The tasks:
a - Name every person mentioned in the biographical entry on John Arrowsmith, including the author of the cited source.
b - In the biographical entry on John Arrowsmith, what does the text give as the source of his uncle Aaron's great eminence?
c - Quote the biographical entry on John Arrowsmith, everything from "Biographical entry Arrowsmith, John" down to "Canada and Australia.".

Reading passage:

══════════════════════════════

Biographical entry Arrowsmith, John (1790 - 1873)
Winston, County Durham, England
- Cartographer and Geographer
John Arrowsmith was an English cartographer of great standing in the nineteenth century. In 1834 he produced his magnum opus, The London Atlas of Universal Geography, which he continued to revise and reissue until the last 1858 edition. He was noted for his foreign maps, including his maps of Canada and Australia.
John Arrowsmith was the last of a family of map makers that produced maps during the period 1790 to 1870. His uncle Aaron (1750 - 1823) left the north of England and went to work in London as a land surveyor where he surveyed the Great Post Roads between London and Falmouth which was engraved and published by John Cary an engraver in 1782 (Verner, 1971, p.1). In the 1790s he decided to establish his own map making business. He published about 200 maps and achieved great eminence being appointed Hydrographer to the King in 1820.

══════════════════════════════

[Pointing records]
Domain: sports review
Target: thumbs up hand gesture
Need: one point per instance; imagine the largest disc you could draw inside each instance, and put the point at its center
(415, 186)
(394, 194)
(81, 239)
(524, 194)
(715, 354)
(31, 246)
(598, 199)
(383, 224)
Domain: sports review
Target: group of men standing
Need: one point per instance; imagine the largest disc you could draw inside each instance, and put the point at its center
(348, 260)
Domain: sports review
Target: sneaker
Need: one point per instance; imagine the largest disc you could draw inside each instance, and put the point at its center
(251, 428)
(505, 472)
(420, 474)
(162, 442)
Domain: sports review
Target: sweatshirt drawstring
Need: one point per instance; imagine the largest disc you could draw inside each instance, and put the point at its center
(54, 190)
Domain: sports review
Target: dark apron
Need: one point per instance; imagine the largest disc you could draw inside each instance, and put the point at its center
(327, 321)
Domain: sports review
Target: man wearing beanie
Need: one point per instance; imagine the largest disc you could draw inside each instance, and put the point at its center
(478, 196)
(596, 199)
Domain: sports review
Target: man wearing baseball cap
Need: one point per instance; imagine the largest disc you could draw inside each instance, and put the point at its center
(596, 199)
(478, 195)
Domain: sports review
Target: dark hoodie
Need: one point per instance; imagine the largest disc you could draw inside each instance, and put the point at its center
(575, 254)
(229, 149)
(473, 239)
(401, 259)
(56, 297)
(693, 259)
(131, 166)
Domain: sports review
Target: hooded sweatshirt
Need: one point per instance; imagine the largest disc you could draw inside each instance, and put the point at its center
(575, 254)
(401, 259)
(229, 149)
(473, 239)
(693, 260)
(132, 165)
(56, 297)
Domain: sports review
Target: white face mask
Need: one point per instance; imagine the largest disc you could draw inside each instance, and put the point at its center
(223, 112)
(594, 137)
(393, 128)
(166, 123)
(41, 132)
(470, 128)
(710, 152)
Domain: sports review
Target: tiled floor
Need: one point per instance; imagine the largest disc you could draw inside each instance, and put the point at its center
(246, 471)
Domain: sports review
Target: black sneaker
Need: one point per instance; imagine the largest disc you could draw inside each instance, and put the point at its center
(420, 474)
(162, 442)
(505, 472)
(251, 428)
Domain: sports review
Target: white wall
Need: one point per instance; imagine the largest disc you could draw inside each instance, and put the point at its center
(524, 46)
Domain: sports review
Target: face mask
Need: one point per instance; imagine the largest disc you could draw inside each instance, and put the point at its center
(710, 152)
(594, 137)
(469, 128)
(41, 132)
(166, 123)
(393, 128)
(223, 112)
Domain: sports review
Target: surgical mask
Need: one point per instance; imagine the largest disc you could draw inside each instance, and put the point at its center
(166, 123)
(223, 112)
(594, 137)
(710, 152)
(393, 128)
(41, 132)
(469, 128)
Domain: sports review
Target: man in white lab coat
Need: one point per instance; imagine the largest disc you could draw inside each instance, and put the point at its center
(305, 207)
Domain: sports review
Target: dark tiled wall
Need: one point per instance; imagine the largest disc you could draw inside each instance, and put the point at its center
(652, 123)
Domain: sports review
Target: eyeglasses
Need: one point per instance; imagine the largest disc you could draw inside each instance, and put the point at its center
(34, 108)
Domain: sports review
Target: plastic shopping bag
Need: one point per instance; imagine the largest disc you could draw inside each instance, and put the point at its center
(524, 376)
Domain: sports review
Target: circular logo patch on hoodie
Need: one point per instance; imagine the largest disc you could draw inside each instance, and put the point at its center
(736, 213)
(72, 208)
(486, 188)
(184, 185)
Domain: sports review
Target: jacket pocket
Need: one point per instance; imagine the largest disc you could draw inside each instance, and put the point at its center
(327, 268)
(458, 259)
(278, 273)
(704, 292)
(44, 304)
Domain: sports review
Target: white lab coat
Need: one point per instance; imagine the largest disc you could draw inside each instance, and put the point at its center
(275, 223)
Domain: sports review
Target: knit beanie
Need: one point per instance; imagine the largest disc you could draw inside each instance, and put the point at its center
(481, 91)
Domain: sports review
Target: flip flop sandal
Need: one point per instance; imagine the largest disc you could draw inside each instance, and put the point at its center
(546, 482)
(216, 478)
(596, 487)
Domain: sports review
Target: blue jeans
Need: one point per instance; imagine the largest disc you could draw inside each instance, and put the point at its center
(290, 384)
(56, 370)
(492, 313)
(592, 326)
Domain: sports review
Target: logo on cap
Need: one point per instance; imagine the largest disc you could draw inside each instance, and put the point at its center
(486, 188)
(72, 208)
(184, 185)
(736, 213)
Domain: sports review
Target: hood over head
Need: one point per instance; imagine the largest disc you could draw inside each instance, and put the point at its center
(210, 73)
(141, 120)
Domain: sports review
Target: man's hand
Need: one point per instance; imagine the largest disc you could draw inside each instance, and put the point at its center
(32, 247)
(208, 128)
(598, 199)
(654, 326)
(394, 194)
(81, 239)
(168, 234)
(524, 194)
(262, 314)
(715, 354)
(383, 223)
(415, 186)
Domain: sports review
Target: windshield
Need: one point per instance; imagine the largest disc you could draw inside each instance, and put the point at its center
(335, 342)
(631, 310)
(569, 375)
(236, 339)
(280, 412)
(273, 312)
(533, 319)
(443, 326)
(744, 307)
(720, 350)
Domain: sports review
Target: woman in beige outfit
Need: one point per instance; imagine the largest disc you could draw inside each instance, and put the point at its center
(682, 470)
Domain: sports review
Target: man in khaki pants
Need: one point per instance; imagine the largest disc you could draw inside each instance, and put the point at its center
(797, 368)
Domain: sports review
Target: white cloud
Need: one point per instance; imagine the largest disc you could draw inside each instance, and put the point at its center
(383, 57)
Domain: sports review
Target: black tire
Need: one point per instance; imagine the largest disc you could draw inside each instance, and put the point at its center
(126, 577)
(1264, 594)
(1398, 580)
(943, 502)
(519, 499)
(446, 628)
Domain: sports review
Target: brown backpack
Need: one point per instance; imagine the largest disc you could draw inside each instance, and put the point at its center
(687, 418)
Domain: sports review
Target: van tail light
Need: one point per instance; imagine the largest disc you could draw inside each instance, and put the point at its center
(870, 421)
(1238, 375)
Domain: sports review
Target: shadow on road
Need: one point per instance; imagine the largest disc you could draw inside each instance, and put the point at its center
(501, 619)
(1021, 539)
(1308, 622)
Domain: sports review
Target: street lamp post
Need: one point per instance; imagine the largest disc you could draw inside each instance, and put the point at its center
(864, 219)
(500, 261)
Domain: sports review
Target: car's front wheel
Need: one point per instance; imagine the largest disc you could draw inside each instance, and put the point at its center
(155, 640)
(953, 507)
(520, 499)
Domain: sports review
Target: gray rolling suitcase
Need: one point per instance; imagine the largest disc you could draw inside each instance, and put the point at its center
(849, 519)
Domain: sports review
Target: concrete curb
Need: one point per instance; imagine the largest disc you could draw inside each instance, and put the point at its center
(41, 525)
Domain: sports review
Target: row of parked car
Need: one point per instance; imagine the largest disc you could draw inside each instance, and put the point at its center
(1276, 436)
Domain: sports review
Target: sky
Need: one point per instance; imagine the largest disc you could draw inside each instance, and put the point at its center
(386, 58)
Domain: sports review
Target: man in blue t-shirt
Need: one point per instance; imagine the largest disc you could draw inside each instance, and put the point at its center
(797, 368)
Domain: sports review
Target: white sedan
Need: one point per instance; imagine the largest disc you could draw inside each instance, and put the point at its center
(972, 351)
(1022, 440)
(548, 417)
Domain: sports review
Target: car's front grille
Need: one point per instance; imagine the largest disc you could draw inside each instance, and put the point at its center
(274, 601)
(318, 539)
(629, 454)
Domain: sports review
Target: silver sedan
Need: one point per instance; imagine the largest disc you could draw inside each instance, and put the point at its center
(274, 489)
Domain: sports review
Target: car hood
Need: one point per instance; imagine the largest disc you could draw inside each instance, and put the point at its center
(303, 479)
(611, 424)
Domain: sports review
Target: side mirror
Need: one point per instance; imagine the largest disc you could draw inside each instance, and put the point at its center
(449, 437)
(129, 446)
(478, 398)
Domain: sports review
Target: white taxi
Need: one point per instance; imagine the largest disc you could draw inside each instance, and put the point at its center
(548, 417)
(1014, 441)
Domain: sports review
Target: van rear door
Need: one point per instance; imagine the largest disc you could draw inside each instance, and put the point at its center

══════════════════════════════

Results:
a - John Arrowsmith, Aaron, John Cary, Verner

b - The text links Aaron's eminence to his appointment as Hydrographer to the King in 1820. This came after he had set up his own map making business in the 1790s and published about 200 maps.

c -
Biographical entry Arrowsmith, John (1790 - 1873)
Winston, County Durham, England
- Cartographer and Geographer
John Arrowsmith was an English cartographer of great standing in the nineteenth century. In 1834 he produced his magnum opus, The London Atlas of Universal Geography, which he continued to revise and reissue until the last 1858 edition. He was noted for his foreign maps, including his maps of Canada and Australia.